### [Excerpt from a data file]
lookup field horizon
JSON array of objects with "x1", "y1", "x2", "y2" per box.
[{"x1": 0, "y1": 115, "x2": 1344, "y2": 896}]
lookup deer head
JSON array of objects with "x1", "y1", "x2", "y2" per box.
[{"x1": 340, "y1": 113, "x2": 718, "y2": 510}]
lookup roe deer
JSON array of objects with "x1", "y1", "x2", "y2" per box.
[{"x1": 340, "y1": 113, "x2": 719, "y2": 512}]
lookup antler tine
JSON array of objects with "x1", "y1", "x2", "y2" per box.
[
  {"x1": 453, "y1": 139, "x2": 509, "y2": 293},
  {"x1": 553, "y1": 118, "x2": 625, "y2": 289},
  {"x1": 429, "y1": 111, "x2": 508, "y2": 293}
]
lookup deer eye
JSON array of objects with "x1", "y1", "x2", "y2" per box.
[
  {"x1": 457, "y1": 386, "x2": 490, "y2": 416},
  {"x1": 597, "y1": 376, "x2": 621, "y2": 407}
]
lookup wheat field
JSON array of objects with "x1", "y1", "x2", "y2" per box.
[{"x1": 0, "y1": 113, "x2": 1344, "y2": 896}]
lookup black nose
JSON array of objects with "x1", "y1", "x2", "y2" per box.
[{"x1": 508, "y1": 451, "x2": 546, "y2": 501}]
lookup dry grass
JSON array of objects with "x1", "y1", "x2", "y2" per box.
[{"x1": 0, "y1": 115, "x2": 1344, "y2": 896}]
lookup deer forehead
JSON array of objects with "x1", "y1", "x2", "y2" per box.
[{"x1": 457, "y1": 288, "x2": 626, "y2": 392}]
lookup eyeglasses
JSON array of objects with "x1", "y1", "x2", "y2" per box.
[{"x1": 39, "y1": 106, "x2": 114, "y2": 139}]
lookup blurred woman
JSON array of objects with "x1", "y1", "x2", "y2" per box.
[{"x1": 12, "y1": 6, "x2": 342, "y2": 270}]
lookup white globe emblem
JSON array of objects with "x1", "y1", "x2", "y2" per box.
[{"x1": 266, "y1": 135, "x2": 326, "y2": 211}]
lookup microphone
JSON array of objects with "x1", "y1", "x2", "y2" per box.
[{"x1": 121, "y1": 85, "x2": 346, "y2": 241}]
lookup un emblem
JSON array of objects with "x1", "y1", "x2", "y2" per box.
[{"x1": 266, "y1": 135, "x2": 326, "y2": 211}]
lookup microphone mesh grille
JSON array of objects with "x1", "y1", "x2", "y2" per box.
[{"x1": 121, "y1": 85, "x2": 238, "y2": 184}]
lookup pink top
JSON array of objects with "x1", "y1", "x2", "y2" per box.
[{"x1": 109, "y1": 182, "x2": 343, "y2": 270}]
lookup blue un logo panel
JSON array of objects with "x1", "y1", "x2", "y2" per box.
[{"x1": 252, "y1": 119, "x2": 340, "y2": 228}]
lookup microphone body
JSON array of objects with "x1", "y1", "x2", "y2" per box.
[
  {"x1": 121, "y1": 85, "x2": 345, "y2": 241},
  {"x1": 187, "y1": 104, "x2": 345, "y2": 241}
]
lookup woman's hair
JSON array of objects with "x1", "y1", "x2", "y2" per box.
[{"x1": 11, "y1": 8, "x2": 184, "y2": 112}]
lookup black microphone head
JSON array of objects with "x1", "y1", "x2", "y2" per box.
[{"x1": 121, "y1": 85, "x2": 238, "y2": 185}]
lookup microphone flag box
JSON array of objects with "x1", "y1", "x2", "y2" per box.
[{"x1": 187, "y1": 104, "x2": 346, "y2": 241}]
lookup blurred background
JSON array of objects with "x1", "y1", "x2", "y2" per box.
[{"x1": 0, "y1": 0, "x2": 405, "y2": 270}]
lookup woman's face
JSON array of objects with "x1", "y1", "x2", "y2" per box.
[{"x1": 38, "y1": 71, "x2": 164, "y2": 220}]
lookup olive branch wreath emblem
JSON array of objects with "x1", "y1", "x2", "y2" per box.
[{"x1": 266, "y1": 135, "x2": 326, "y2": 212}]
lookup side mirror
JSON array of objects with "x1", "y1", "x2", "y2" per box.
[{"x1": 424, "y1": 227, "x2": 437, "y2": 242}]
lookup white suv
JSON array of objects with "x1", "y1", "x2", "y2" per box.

### [Given request]
Please arrange the entries above as a Markdown table with the columns Row and Line, putting each line in its own numbered row and leaving out blank lines.

### [Written reply]
| Row | Line |
|---|---|
| 1 | lookup field horizon |
| 2 | JSON array of objects with "x1", "y1", "x2", "y2" per box. |
| 3 | [{"x1": 0, "y1": 115, "x2": 1344, "y2": 896}] |
| 4 | lookup deer head |
| 5 | JSON array of objects with "x1", "y1", "x2", "y2" per box. |
| 6 | [{"x1": 340, "y1": 113, "x2": 718, "y2": 510}] |
| 7 | lookup roe deer |
| 8 | JSON array of objects with "x1", "y1", "x2", "y2" per box. |
| 9 | [{"x1": 340, "y1": 113, "x2": 719, "y2": 512}] |
| 10 | lookup antler tine |
| 11 | JSON array of objects with "x1", "y1", "x2", "y2" per box. |
| 12 | [ |
| 13 |   {"x1": 453, "y1": 139, "x2": 509, "y2": 293}, |
| 14 |   {"x1": 553, "y1": 118, "x2": 625, "y2": 289}, |
| 15 |   {"x1": 429, "y1": 111, "x2": 508, "y2": 293} |
| 16 | ] |
| 17 | lookup deer eye |
| 18 | JSON array of objects with "x1", "y1", "x2", "y2" per box. |
| 19 | [ |
| 20 |   {"x1": 457, "y1": 386, "x2": 490, "y2": 416}, |
| 21 |   {"x1": 597, "y1": 376, "x2": 621, "y2": 407} |
| 22 | ] |
| 23 | lookup wheat field |
| 24 | JSON array of objects with "x1", "y1", "x2", "y2" per box. |
| 25 | [{"x1": 0, "y1": 113, "x2": 1344, "y2": 896}] |
| 26 | lookup black nose |
| 27 | JSON array of objects with "x1", "y1", "x2", "y2" per box. |
| 28 | [{"x1": 508, "y1": 451, "x2": 546, "y2": 501}] |
| 29 | lookup dry grass |
| 30 | JSON array of objects with "x1", "y1", "x2", "y2" per box. |
| 31 | [{"x1": 0, "y1": 115, "x2": 1344, "y2": 896}] |
| 32 | lookup deer forehead |
| 33 | JSON array of objects with "x1", "y1", "x2", "y2" per box. |
| 34 | [{"x1": 457, "y1": 288, "x2": 626, "y2": 392}] |
| 35 | lookup eyeglasses |
| 36 | JSON array of objects with "x1", "y1", "x2", "y2" per box. |
| 37 | [{"x1": 39, "y1": 106, "x2": 114, "y2": 139}] |
| 38 | lookup blurred woman |
| 39 | JSON array of objects with "x1", "y1", "x2", "y2" per box. |
| 40 | [{"x1": 12, "y1": 6, "x2": 342, "y2": 270}] |
| 41 | lookup white globe emblem |
| 42 | JSON array of objects with "x1", "y1", "x2", "y2" per box. |
| 43 | [{"x1": 266, "y1": 135, "x2": 326, "y2": 211}] |
| 44 | lookup microphone |
| 45 | JSON array of objects with "x1", "y1", "x2", "y2" per box. |
| 46 | [{"x1": 121, "y1": 85, "x2": 346, "y2": 241}] |
| 47 | lookup un emblem |
| 48 | JSON array of objects with "x1", "y1", "x2", "y2" per box. |
| 49 | [{"x1": 266, "y1": 135, "x2": 326, "y2": 211}] |
| 50 | lookup microphone mesh grille |
| 51 | JSON array of objects with "x1", "y1", "x2", "y2" per box. |
| 52 | [{"x1": 121, "y1": 85, "x2": 238, "y2": 184}] |
| 53 | lookup pink top |
| 54 | JSON array of objects with "x1", "y1", "x2", "y2" per box. |
| 55 | [{"x1": 109, "y1": 182, "x2": 343, "y2": 270}] |
| 56 | lookup blue un logo panel |
| 57 | JSON array of objects with "x1", "y1", "x2", "y2" per box. |
| 58 | [{"x1": 252, "y1": 119, "x2": 340, "y2": 228}] |
| 59 | lookup microphone body |
| 60 | JSON array of objects with "x1", "y1", "x2", "y2" per box. |
| 61 | [ |
| 62 |   {"x1": 121, "y1": 85, "x2": 345, "y2": 241}, |
| 63 |   {"x1": 187, "y1": 104, "x2": 345, "y2": 241} |
| 64 | ] |
| 65 | lookup woman's hair |
| 66 | JSON array of objects with "x1", "y1", "x2", "y2" per box. |
| 67 | [{"x1": 11, "y1": 8, "x2": 184, "y2": 112}] |
| 68 | lookup black microphone head |
| 69 | JSON array of objects with "x1", "y1", "x2", "y2" per box. |
| 70 | [{"x1": 121, "y1": 85, "x2": 238, "y2": 185}] |
| 71 | lookup microphone flag box |
| 72 | JSON array of objects with "x1", "y1", "x2", "y2" per box. |
| 73 | [{"x1": 187, "y1": 104, "x2": 346, "y2": 241}] |
| 74 | lookup blurred background |
| 75 | JSON array of objects with "x1", "y1", "x2", "y2" per box. |
| 76 | [{"x1": 0, "y1": 0, "x2": 405, "y2": 270}] |
| 77 | lookup woman's face |
| 78 | JSON array of objects with "x1", "y1", "x2", "y2" per box. |
| 79 | [{"x1": 38, "y1": 71, "x2": 164, "y2": 220}] |
| 80 | lookup olive branch wreath emblem |
| 81 | JSON array of objects with "x1", "y1", "x2", "y2" per box. |
| 82 | [{"x1": 266, "y1": 135, "x2": 326, "y2": 212}] |
| 83 | lookup side mirror |
| 84 | JSON array of objects with "x1", "y1", "x2", "y2" per box. |
| 85 | [{"x1": 424, "y1": 227, "x2": 437, "y2": 242}] |
| 86 | lookup white suv |
| 87 | JSON array of objects with "x1", "y1", "x2", "y2" per box. |